How is the speed of the queue and vector C++ classes compared to a normal C type class such as a linked list or C style array. I made a couple typedef's for 3 dimensional arrays and later switched to a class with vectors of size 3 and realized the performance went way down. Is there a way to speed things up in the class by using the original typedef vec3 instead of using vectors? I tried replacing the vector with vec3 but the system fails to run and crashes, and I can't seem to find a way to manage the memory so it does not crash. I deleted and allocated the memory on almost every function, yet it still hits snags.
Code:
typedef float vec2[2]; //2 point vector
typedef float vec3[3]; //3 point vector
class Vec3{
private:
vector<GLfloat> vect3;
public:
Vec3();
Vec3(double, double, double);
~Vec3();
double* d_array();
GLdouble* GLd_array();
GLfloat* GLf_array();
void Unit();
friend Vec3 operator + (Vec3 a, Vec3 b)
{
Vec3 ret;
ret.vect3[0] = a.vect3[0] + b.vect3[0];
ret.vect3[1] = a.vect3[1] + b.vect3[1];
ret.vect3[2] = a.vect3[2] + b.vect3[2];
return ret;
}
friend Vec3 operator * (Vec3 a, double b)
{
Vec3 ret;
ret.vect3[0] = a.vect3[0] * b;
ret.vect3[1] = a.vect3[1] * b;
ret.vect3[2] = a.vect3[2] * b;
return ret;
}
Vec3 operator = (vec3 a)
{
vect3[0] = a[0];
vect3[1] = a[1];
vect3[2] = a[2];
return *this;
}
Vec3 operator = (double* a)
{
vect3[0] = a[0];
vect3[1] = a[1];
vect3[2] = a[2];
return *this;
}
GLfloat& operator [] (const int a)
{
return vect3[a];
}
GLfloat operator [] (const int a) const
{
return vect3[a];
}
friend Vec3 operator / (Vec3 a, double b)

▸ Recorded information
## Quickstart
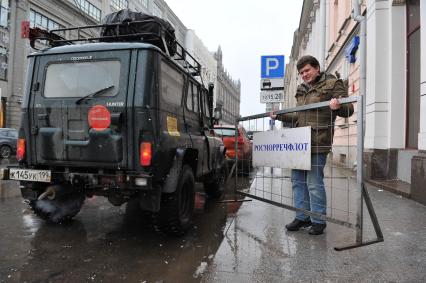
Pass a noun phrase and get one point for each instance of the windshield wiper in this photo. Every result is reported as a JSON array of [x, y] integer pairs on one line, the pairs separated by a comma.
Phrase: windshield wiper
[[93, 94]]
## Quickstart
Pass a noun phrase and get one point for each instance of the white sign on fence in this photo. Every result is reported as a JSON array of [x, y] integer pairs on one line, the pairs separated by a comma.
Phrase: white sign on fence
[[284, 148]]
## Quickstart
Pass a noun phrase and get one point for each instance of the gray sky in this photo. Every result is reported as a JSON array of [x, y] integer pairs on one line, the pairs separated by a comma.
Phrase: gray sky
[[245, 29]]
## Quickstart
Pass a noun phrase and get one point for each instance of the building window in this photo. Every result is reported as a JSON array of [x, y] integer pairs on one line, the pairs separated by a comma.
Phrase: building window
[[89, 9], [4, 13], [120, 4], [3, 67], [156, 11], [43, 22], [4, 53]]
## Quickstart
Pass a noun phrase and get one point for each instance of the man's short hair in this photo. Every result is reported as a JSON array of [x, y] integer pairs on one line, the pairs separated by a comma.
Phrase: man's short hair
[[305, 60]]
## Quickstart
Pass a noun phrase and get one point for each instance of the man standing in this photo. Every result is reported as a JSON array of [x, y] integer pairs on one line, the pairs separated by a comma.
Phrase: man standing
[[308, 186]]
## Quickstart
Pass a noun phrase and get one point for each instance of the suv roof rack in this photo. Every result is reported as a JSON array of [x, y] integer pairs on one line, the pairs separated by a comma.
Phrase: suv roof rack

▸ Challenge
Pick up the forum post on C++ vector performance where it stops and continue writing it.

▸ Task result
{
Vec3 ret;
ret.vect3[0] = a.vect3[0] / b;
ret.vect3[1] = a.vect3[1] / b;
ret.vect3[2] = a.vect3[2] / b;
return ret;
}
friend Vec3 operator - (Vec3 a, Vec3 b)
{
Vec3 ret;
ret.vect3[0] = a.vect3[0] - b.vect3[0];
ret.vect3[1] = a.vect3[1] - b.vect3[1];
ret.vect3[2] = a.vect3[2] - b.vect3[2];
return ret;
}
friend Vec3 operator * (Vec3 a, Vec3 b)
{
Vec3 ret;
ret.vect3[0] = a.vect3[0] * b.vect3[0];
ret.vect3[1] = a.vect3[1] * b.vect3[1];
ret.vect3[2] = a.vect3[2] * b.vect3[2];
return ret;
}
friend Vec3 operator / (Vec3 a, Vec3 b)
{
Vec3 ret;
ret.vect3[0] = a.vect3[0] / b.vect3[0];
ret.vect3[1] = a.vect3[1] / b.vect3[1];
ret.vect3[2] = a.vect3[2] / b.vect3[2];
return ret;
}
//this is the same as the cross product
friend Vec3 operator ^ (Vec3 a, Vec3 b)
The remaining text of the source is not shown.